EXCERPT –
________________________________________

Thanks to existing equipment, it has become increasingly fast and easy to read the full DNA of any live being. But even this technological evolution has still not made the comparison of genomes banal, when it comes to evaluating similarities between species and building a tree of life. “With the current methods, computers take a long time to compare the full genetic material of a set of more than twenty species,” says mathematician João Meidanis, from the Instituto de Informática, infotech, Institute of Informatics,at the State University of Campinas/Unicamp. Unhappy with the standard solution of searching for similarities to provide data with some meaning, he and his student, Pedro Feijão, developed a new method of comparing genomes. In September, this new method will be subject to intense scrutiny, as it will be presented to colleagues from all over the world attending the Algorithms in Bioinfotechnology Workshop, in the United States.
Data analysis is slow not when it comes to obtaining the sequences, but when it comes to comparing the sequences, because each genome is represented by billions of letters in a single file (approximately 3 billion, in the case of human beings). The methods to compare species use mathematical representations of models of natural mutations. These mutations gradually substitute the letters or cut this long chain, which then mends itself at another point – an exhausting task even for the most powerful computers.

________________________________________

EXERCISE TASKS –
A. Copy the part of the genome comparison article between "Data analysis is" and "most powerful computers.", inclusive.
B. Please carry on the genome comparison article from the point where it stops.
None of this work involves the entries.

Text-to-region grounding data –
________________________________________

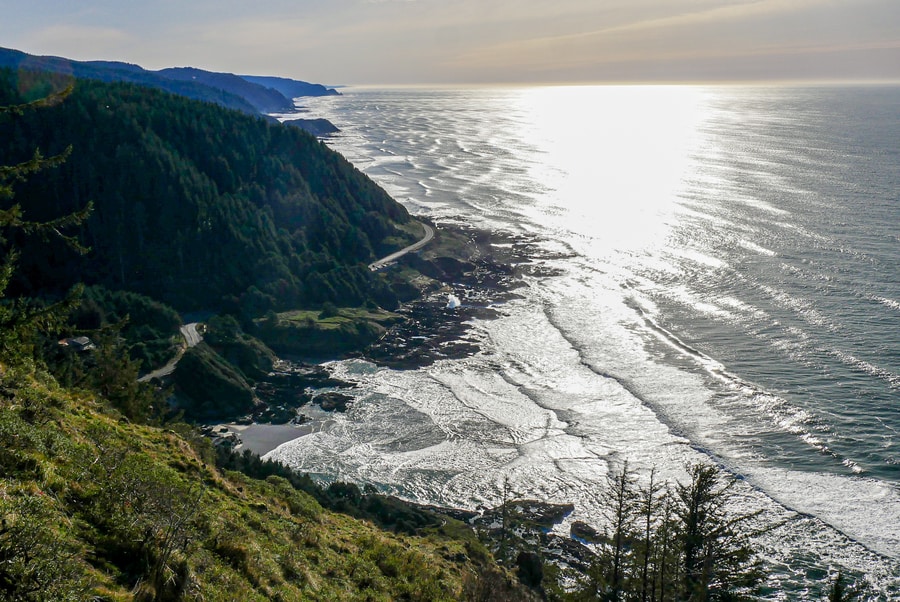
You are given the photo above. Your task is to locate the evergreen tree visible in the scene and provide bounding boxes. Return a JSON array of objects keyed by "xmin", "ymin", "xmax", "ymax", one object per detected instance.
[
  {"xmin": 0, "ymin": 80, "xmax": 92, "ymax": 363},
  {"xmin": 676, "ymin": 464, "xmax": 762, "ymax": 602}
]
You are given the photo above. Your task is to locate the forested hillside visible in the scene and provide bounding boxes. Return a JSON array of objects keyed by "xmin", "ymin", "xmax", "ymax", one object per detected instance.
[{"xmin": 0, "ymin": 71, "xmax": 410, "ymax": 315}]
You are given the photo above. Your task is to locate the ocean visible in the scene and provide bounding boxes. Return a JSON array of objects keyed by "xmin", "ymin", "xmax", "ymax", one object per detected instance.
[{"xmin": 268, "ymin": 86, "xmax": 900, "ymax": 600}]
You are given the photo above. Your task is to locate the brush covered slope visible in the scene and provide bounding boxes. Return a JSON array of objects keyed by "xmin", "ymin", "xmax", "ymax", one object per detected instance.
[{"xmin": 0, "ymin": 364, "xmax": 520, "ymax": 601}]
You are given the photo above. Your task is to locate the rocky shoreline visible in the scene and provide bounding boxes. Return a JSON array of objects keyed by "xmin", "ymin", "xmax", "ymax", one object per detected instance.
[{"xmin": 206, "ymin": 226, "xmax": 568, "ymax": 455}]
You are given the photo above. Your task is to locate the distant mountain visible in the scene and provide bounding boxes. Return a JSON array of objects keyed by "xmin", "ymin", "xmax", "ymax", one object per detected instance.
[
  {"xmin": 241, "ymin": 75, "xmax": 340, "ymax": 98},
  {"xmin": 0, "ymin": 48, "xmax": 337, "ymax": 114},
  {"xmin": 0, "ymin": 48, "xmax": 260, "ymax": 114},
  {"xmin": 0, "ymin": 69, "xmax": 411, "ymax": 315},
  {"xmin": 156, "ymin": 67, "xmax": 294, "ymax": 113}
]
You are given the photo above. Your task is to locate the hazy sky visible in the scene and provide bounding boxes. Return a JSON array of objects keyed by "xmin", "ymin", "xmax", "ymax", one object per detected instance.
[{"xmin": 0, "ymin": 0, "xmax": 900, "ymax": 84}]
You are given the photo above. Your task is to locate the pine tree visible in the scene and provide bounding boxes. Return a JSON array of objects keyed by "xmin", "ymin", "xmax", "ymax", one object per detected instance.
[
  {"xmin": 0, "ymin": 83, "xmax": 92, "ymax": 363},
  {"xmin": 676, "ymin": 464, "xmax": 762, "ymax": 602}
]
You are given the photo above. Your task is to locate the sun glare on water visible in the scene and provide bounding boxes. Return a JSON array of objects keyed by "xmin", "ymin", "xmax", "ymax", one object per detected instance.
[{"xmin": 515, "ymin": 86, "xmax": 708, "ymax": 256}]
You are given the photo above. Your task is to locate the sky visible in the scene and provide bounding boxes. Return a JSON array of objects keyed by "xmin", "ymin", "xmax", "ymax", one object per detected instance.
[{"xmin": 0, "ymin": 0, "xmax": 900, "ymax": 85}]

________________________________________

RESULTS FOR THE EXERCISE –
A.
Data analysis is slow not when it comes to obtaining the sequences, but when it comes to comparing the sequences, because each genome is represented by billions of letters in a single file (approximately 3 billion, in the case of human beings). The methods to compare species use mathematical representations of models of natural mutations. These mutations gradually substitute the letters or cut this long chain, which then mends itself at another point – an exhausting task even for the most powerful computers.

B.
The formula proposed by the two mathematicians simulates a situation in which the genome breaks at a single point and then joins randomly again. If this happens a successive number of times, the genetic sequence is gradually shuffled. This is the origin of the term single-cut-or-join, which is the name of this genome method. The process simulates the most common type of genetic rearrangement, in which a stretch of the DNA is inverted. If the comma in the previous sentence were the breaking point, the sentence could be rearranged as – tnemegnarraer citeneg fo epyt nommoc tsom eht setalumis ssecorp ehT, in which the stretch of the DNA is inverted,” or “in which a stretch of the DNA is inverted, The process simulates the most common type of genetic rearrangement,” among other possibilities. “This is one of the most common forms of alterations in the genome,” explains Meidanis, “because the stretches remain intact and the genetic properties are maintained.” The program he developed makes a series of random cuts in the selected genome and determines the similarity with another genome according to the number of cuts necessary for the first genome to be identical to the second one. By comparing the genetic material of various species – with this method it is possible to compare up to 100 genomes in a few days – the program devised by Meidanis and Feijão produces a phylogenetic tree that shows the kinship between the live beings being compared.
Debate
The paper was far from being unanimously accepted by the scientific committee that analyzed the papers submitted to the conference. “Two committee members felt that we were not presenting anything useful and three had no opinion,” says Meidanis. Instead of creating discouragement, the committee’s reaction was actually a driver. To begin with, the paper was analyzed by five reviewers instead of the usual three. – It seems that they found it difficult to decide, but nonetheless maybe they accepted our paper because it was something new that could lead to a major debate,” he ponders.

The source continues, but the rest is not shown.